§ THE REQUEST
Which lines in the material below contain the string "eagle", with case counting? Copy each of those lines.

★ ★ ★

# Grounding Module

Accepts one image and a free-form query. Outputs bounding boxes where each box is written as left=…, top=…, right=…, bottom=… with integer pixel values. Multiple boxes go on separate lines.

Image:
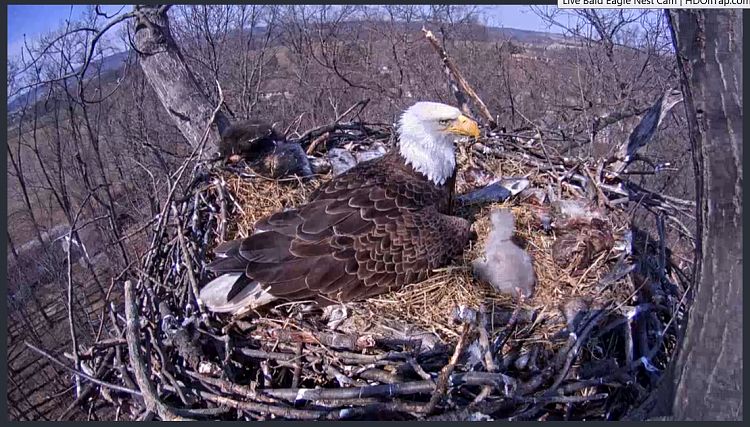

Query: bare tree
left=632, top=9, right=742, bottom=420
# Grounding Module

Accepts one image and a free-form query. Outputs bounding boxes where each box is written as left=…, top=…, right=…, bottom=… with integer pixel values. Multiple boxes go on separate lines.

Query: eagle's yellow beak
left=445, top=114, right=479, bottom=138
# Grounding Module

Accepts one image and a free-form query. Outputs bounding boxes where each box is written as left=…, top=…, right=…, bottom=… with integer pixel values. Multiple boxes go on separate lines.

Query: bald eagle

★ ★ ★

§ RESULT
Query: eagle's yellow beak
Query: bald eagle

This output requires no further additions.